抜粋本文:

『児童文学の旗』(古田足日 理論社 1970)

作家論から

P 新美南吉論

1 その時代と背景

この本におさめた新美南吉の作品の大部分は、日中戦争から大平洋戦争のあいだに書かれたものです。
太平洋戦争のあいだ、日本の学問や芸術はさびれました。学問や芸術は直接戦争には役にたたない上、そのもとになっているのは真実を知ろうとする人間の精神なので、それを自由にさせておくと、戦争はいやだという学者や芸術家が出てくるかもしれません。そこで、そのころの日本の政府は学問や芸術を圧迫し、小説家たちには戦争に協力する作品を書かせるようにしました。

記述課題 A:
新美南吉論の文章によると、太平洋戦争のあいだ、政府は小説家たちにどのような作品を書かせるようにしましたか。
記述課題 B:
新美南吉論の文章を、最後の文に続けて書き進めてください。

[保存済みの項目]
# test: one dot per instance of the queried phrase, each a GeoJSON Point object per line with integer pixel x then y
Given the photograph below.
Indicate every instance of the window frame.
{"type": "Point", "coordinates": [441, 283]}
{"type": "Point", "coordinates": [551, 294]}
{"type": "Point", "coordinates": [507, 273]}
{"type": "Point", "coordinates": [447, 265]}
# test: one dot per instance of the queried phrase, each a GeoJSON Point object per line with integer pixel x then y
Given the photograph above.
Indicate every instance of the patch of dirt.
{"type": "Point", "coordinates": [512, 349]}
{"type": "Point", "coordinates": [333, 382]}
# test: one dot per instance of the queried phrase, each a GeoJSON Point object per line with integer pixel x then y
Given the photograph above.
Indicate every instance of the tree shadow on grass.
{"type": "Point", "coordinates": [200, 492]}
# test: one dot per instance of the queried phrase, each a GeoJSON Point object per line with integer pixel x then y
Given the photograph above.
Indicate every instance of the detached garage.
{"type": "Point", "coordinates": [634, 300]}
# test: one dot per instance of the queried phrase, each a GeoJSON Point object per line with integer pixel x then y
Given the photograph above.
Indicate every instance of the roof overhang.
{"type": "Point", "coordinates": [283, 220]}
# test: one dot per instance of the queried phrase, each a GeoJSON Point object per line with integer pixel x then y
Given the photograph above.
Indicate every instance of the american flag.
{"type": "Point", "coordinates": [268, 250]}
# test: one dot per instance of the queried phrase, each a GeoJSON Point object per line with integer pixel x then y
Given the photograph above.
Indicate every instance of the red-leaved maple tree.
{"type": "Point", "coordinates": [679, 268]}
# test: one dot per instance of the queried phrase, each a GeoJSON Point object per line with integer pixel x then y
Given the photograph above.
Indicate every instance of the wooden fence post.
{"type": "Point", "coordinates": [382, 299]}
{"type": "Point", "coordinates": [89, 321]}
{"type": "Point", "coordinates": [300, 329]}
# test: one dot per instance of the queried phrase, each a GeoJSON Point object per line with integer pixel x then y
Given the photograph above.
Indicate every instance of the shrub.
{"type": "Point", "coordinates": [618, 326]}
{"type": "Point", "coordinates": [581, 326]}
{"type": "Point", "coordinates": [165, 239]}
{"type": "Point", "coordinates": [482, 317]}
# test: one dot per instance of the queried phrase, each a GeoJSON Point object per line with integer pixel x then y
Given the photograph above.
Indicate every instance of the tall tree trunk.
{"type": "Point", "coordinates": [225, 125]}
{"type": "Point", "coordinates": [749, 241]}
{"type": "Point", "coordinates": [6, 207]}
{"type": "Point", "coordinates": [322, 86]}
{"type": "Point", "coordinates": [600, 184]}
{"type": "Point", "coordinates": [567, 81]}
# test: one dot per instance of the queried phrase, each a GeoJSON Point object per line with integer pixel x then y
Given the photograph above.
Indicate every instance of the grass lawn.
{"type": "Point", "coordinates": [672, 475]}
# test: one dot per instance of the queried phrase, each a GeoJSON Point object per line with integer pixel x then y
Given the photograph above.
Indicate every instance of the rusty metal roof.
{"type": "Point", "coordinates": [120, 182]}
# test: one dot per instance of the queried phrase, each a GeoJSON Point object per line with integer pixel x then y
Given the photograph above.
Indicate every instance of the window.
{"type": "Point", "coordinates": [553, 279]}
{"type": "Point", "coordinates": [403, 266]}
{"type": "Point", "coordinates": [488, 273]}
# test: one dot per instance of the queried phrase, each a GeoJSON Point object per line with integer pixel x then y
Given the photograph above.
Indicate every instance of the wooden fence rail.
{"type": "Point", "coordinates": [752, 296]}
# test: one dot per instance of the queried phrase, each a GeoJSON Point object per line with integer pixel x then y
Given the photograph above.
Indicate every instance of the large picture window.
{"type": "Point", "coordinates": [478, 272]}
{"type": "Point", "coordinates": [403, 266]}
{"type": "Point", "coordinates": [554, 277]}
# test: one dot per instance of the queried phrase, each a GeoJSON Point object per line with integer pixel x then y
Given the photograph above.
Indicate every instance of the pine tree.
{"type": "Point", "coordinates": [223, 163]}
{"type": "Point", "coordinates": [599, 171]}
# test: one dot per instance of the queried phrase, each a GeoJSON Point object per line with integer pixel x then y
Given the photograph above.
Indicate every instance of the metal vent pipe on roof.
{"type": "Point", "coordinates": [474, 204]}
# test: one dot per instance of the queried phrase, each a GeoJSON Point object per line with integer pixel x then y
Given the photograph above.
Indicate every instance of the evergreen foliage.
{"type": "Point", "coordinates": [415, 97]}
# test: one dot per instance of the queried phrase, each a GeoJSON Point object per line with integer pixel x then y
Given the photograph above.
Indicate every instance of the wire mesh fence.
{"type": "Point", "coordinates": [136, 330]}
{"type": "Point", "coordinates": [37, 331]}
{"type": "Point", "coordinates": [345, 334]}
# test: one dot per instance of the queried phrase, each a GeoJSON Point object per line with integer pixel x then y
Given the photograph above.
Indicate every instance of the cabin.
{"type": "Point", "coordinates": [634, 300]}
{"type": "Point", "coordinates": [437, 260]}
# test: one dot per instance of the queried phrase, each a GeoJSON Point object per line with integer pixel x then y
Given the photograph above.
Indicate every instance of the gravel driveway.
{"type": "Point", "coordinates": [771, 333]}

解答 A:
戦争に協力する作品です。

解答 B:
ところが、この時代、ちょっと見ると、奇妙なことには、児童文学が盛んになりました。その盛んになった年は、昭和十年から二十年までのあいだに二度あります。一度は昭和十二、三年のことで、奈街三郎、塚原健二郎、川崎大治たちの単行本が出版され、山本有三の『路傍の石』や坪田譲治の『子供の四季』が新聞に連載になるというころです。
二度めはこの新美南吉の最初の単行本『おじいさんのランプ』が出版された昭和十七年のころです。平塚武二『風と花びら』、関英雄『北国の犬』、下畑卓『煉瓦の煙突』などが出版され、翌年には岡本良雄『八号館』壺井栄『タ顔の言葉』などが出ています。新美南吉は昭和十七、八年組のひとりでした。
 この昭和十七、八年組の作品は、みんなすこしずつ共通のものを持っています。新美南吉を宮沢賢治とくらぺる人がいますが、南吉は賢治のようにひとりとびはなれて、すぐれた作品を書いたという作家ではありません。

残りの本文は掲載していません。